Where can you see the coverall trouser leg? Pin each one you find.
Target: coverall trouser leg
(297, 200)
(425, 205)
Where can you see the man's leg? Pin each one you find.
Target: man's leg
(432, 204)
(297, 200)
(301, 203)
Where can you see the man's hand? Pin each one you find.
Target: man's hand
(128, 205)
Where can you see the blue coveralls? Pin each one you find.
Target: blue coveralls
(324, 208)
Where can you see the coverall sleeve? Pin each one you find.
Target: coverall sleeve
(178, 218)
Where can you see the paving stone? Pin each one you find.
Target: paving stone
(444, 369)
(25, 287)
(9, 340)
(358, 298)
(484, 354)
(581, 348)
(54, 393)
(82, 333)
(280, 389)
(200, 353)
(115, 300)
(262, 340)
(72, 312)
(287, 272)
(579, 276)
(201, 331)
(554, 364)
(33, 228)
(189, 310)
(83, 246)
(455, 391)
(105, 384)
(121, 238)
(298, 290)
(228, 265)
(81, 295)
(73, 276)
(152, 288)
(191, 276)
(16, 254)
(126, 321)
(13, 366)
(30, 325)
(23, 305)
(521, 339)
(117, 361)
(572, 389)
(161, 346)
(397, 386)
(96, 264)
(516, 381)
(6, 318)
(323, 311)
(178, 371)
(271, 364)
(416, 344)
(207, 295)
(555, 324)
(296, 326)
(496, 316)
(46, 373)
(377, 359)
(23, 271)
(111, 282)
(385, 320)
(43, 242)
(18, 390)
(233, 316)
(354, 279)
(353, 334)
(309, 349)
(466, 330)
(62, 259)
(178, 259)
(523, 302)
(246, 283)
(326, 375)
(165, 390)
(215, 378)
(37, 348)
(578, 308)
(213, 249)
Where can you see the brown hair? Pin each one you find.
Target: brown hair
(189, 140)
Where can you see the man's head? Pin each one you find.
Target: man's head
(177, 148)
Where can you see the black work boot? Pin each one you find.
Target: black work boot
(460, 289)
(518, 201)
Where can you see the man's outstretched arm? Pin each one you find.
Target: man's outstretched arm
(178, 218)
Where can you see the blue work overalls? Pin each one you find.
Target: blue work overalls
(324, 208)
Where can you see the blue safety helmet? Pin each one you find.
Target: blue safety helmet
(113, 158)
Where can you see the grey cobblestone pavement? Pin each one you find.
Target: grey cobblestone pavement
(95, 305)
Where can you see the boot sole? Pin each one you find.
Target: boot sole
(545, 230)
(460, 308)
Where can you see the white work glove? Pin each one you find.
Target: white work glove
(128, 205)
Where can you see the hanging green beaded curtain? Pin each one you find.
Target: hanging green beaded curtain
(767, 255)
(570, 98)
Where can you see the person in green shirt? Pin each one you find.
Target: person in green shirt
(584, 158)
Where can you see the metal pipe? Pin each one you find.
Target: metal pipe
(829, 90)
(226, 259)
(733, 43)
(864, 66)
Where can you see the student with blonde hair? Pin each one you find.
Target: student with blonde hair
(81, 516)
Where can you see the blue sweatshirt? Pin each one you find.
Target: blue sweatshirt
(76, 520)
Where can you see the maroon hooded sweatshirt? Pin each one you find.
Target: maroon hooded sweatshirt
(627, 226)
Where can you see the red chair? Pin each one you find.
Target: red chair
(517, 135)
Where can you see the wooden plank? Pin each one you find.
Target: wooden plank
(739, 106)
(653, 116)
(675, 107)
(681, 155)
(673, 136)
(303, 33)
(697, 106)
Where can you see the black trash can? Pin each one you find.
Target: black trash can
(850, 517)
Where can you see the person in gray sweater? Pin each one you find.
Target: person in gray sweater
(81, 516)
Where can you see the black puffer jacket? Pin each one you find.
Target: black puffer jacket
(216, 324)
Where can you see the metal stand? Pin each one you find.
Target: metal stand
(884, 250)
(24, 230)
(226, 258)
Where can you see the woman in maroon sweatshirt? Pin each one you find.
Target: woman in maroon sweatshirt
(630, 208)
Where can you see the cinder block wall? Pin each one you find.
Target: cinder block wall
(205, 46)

━━━━━━━━━━━━━━━━━━━━━━━━━━━━━━

* **Work instructions**
Output each entry exactly as written, leaving none out.

* **Worked solution**
Where can you see the coverall trouser leg? Pin each one you find.
Target: coverall trouser leg
(297, 200)
(425, 205)
Where can you see the man's leg? Pin each one you find.
Target: man's leg
(432, 204)
(297, 200)
(301, 203)
Where can you see the man's hand? Pin each one you find.
Target: man's hand
(128, 205)
Where can you see the blue coveralls? Pin each one you find.
Target: blue coveralls
(324, 208)
Where can you see the coverall sleeve? Pin each one you find.
Target: coverall sleeve
(178, 218)
Where can you see the paving stone? Pin each one you find.
Target: paving stone
(444, 369)
(25, 287)
(9, 340)
(358, 298)
(484, 354)
(581, 348)
(54, 393)
(82, 333)
(280, 389)
(200, 353)
(115, 300)
(262, 340)
(72, 312)
(287, 272)
(579, 276)
(201, 331)
(554, 364)
(33, 228)
(189, 310)
(83, 246)
(455, 391)
(105, 384)
(121, 238)
(298, 290)
(228, 265)
(81, 295)
(73, 276)
(152, 288)
(191, 276)
(16, 254)
(126, 321)
(13, 366)
(30, 325)
(23, 305)
(521, 339)
(117, 361)
(572, 389)
(161, 346)
(397, 386)
(96, 264)
(516, 381)
(6, 318)
(323, 311)
(178, 371)
(271, 364)
(416, 344)
(207, 295)
(555, 324)
(296, 326)
(496, 316)
(46, 373)
(377, 359)
(23, 271)
(111, 282)
(385, 320)
(43, 242)
(18, 390)
(233, 316)
(354, 279)
(353, 334)
(309, 349)
(466, 330)
(62, 259)
(178, 259)
(523, 302)
(246, 283)
(326, 375)
(165, 390)
(215, 378)
(37, 348)
(578, 308)
(213, 249)
Where can you see the brown hair? Pin each one you find.
Target: brown hair
(189, 140)
Where can you see the man's head? Pin each one you find.
Target: man's head
(177, 148)
Where can you see the black work boot? Pin each one you find.
Target: black work boot
(460, 289)
(518, 201)
Where can you see the man's outstretched arm? Pin each one you find.
Target: man's outstretched arm
(178, 218)
Where can you see the blue work overalls? Pin each one you find.
Target: blue work overalls
(324, 208)
Where can you see the blue safety helmet? Pin each one you find.
Target: blue safety helmet
(113, 158)
Where can you see the grey cobblestone pavement? Pin each one you find.
Target: grey cobblestone pavement
(95, 305)
Where can you see the boot sole? Pin each one you find.
Target: boot sole
(545, 230)
(460, 308)
Where can you see the white work glove? Pin each one you find.
Target: white work glove
(128, 205)
Where can you see the hanging green beaded curtain? Pin each one you find.
Target: hanging green beaded curtain
(767, 255)
(570, 98)
Where can you see the person in green shirt? Pin each one you find.
Target: person in green shirt
(584, 158)
Where can you see the metal pipe? Pin each one you find.
Target: metal pipe
(829, 90)
(226, 259)
(733, 43)
(864, 66)
Where can you see the student with blonde hair? Pin each one you find.
Target: student with blonde hair
(81, 516)
Where can you see the blue sweatshirt? Pin each one you find.
Target: blue sweatshirt
(76, 520)
Where can you see the maroon hooded sweatshirt? Pin each one you find.
Target: maroon hooded sweatshirt
(627, 226)
Where can you see the red chair? Pin each one you find.
Target: red chair
(517, 135)
Where can you see the wooden plank? Pin each one you find.
Target: wooden plank
(739, 106)
(653, 116)
(675, 107)
(681, 155)
(673, 136)
(303, 33)
(697, 106)
Where can you see the black trash can? Pin each one you find.
Target: black trash can
(850, 517)
Where can you see the person in gray sweater? Pin each one you find.
Target: person in gray sweater
(81, 516)
Where can you see the black puffer jacket? Pin each one you find.
Target: black puffer jacket
(216, 324)
Where can you see the metal stand? Pin each one you find.
Target: metal stand
(884, 250)
(24, 230)
(226, 258)
Where can you see the woman in maroon sweatshirt? Pin each one you find.
Target: woman in maroon sweatshirt
(630, 208)
Where can you see the cinder block wall? Pin each one you find.
Target: cinder block wall
(205, 46)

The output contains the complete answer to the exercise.